- _Segment du document_
------------------------------------------------------------------------

Néanmoins, pour la Vierge de Lecomte le message théologique est transparent si l’on tient compte du bas-relief du devant d’autel représentant la vénération du Christ mort par les saintes femmes, qui paraît d’ailleurs s’inspirer du thème iconographique de la pietà . Ainsi, statue et bas-relief résument l’histoire du salut : Incarnation et Rédemption.

L’enfant, qui suce son index et non son pouce, pourrait même être interprété théologiquement puisque l’index est le doigt qui, posé sur les lèvres, signifie la volonté de faire silence. Serait donc évoqué ici le silence du Verbe incarné. Auquel cas, la figure du Christ-enfant rejoindrait le texte de Philippiens 2,6-11 : « Lui, de condition divine… s’anéantit lui-même… devenant semblable aux hommes »… Mais il faudrait des sources explicites pour étayer une telle interprétation.

En résumé : la Vierge de Lecomte s’inscrirait dans une tradition iconographique normande illustrée par une statue du XVe siècle et une autre du XVIIIe, la statue de 1357, réemployée vers 1637 servant de modèle hypothétique pour les deux œuvres.

DES ARTISTES INSPIRÉS PAR LA VIERGE DU VŒU

Si la tradition dans laquelle s’inscrit la Vierge de Lecomte est largement hypothétique, sa postérité esthétique et dévotionnelle semble assez importante comme nous allons essayer de le montrer ci-dessous en exploitant essentiellement les ressources du site internet de l’Inventaire des monuments historiques15 .

------------------------------------------------------------------------

- _Extraits du listing_
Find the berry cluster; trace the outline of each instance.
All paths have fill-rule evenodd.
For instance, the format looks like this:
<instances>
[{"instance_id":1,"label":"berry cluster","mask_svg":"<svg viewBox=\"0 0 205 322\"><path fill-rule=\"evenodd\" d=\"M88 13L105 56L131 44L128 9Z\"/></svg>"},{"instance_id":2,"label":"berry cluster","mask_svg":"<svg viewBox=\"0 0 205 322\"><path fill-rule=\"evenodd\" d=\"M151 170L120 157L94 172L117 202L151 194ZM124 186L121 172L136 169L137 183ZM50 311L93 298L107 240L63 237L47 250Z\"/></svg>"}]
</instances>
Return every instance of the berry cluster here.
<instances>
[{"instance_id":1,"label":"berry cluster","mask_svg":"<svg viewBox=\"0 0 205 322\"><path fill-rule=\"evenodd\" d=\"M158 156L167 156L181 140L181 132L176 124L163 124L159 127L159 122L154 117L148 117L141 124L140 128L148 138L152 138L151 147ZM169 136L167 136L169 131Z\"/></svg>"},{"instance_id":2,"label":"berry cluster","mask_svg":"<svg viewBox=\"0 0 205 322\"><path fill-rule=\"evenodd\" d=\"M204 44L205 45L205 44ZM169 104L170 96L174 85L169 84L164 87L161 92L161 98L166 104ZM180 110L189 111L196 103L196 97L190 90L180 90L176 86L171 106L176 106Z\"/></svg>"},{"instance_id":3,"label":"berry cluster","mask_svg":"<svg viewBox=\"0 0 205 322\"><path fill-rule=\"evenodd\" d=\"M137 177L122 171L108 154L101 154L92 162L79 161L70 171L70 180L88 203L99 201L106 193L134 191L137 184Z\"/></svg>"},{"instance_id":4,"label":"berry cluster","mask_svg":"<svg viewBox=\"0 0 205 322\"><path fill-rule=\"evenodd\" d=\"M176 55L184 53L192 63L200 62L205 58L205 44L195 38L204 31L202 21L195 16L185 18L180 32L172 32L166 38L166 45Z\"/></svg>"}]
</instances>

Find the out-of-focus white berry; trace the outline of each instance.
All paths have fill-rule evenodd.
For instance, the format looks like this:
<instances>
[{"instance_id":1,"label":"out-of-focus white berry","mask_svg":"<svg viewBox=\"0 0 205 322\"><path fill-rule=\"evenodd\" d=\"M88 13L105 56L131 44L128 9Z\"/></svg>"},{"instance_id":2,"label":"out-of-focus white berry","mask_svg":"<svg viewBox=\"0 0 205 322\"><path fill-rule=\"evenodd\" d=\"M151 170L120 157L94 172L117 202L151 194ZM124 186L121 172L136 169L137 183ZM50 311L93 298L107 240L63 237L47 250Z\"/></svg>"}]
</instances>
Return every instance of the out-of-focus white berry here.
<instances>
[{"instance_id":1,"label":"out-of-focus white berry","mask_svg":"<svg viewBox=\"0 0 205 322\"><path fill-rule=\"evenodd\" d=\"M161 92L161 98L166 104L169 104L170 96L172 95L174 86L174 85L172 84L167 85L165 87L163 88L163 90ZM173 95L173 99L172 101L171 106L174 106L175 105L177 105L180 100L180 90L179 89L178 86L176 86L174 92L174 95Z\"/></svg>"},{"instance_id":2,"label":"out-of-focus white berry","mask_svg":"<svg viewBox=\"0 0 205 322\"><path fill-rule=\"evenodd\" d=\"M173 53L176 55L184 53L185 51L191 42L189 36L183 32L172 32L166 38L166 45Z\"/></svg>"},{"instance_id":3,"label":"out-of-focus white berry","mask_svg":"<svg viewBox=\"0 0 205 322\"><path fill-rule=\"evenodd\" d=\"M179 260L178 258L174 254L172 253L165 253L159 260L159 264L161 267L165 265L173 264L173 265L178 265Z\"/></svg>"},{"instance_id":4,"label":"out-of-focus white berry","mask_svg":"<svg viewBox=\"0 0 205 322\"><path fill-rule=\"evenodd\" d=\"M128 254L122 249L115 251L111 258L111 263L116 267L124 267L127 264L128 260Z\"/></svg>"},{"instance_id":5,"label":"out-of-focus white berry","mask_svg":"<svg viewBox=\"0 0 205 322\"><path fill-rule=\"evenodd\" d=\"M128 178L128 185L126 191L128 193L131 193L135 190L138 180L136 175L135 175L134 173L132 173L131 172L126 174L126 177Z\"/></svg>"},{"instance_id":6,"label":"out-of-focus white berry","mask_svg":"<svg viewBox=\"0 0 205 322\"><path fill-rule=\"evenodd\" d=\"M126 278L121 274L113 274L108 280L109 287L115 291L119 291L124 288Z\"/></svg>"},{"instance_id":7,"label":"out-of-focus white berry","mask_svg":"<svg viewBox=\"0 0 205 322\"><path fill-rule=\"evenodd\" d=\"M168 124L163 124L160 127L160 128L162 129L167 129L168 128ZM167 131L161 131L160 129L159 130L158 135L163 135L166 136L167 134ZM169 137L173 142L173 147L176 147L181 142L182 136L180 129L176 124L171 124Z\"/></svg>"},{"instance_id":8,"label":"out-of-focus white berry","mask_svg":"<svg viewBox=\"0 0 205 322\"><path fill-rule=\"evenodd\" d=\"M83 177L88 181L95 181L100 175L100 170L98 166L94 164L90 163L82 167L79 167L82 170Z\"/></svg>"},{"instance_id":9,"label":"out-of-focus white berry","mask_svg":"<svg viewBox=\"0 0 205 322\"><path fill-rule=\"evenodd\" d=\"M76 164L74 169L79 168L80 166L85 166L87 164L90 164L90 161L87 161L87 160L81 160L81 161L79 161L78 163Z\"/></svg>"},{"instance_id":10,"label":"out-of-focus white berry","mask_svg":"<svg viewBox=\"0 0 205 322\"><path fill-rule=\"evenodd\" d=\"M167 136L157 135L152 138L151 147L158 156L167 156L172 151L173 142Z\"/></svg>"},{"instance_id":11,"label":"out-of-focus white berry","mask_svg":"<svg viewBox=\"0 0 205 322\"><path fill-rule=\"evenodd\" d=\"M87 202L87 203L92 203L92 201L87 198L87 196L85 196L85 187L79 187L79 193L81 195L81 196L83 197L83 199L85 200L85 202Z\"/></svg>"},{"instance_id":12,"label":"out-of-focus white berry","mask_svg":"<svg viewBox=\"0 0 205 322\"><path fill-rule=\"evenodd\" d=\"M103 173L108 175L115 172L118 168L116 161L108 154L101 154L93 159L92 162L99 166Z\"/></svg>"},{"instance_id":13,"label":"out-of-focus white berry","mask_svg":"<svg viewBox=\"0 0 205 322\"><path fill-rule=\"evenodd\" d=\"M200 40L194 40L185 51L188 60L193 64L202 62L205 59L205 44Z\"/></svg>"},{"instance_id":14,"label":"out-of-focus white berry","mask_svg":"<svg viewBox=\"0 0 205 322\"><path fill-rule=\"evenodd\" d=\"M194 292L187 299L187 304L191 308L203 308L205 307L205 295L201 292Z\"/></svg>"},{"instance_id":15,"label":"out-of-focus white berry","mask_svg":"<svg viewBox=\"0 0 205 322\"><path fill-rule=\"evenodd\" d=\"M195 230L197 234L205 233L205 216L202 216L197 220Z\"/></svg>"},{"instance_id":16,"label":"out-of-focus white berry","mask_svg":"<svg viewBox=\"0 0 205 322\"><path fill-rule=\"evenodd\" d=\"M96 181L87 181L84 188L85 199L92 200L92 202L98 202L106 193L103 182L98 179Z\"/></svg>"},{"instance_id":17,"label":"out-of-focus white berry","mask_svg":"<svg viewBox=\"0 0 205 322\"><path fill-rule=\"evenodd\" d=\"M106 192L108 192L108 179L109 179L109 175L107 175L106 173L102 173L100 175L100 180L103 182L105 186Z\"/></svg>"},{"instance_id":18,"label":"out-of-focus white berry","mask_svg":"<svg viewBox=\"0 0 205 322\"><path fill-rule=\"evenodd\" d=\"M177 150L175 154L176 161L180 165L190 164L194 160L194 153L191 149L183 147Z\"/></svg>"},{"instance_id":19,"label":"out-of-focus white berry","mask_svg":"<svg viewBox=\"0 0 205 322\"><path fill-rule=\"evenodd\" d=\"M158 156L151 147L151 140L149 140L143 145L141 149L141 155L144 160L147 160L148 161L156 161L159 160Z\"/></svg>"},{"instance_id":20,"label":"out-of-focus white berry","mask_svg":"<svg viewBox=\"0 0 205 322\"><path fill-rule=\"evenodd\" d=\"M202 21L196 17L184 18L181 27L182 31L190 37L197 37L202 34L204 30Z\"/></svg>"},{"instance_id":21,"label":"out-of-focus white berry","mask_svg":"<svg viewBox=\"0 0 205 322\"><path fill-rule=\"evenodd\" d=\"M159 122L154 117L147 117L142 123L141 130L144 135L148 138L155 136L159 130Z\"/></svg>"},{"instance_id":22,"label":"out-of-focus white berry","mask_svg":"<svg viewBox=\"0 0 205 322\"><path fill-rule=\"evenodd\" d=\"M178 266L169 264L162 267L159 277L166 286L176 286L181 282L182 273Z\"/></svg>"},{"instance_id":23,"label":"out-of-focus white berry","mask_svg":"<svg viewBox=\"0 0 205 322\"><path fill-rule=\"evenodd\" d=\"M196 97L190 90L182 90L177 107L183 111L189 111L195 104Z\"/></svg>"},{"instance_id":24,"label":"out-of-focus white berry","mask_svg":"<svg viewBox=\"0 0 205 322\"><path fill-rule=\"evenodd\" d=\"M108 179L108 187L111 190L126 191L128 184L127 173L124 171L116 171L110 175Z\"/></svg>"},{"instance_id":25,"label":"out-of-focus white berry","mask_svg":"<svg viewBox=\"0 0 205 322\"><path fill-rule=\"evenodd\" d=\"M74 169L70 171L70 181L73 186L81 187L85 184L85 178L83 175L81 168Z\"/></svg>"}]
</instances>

------------------------------------------------------------------------

- _Objectifs_
1 > Relevez toutes les indications chronologiques (siècles et années) que donne le passage sur la Vierge de Lecomte.
2 > Signalez chaque ligne du listing qui contient la chaîne « outline », en tenant compte de la casse.
Le listing n'a aucun lien avec le passage sur la Vierge de Lecomte.

- _Corrigé_
1 > XVe siècle ; XVIIIe ; 1357 ; vers 1637

2 >
Find the berry cluster; trace the outline of each instance.
Find the out-of-focus white berry; trace the outline of each instance.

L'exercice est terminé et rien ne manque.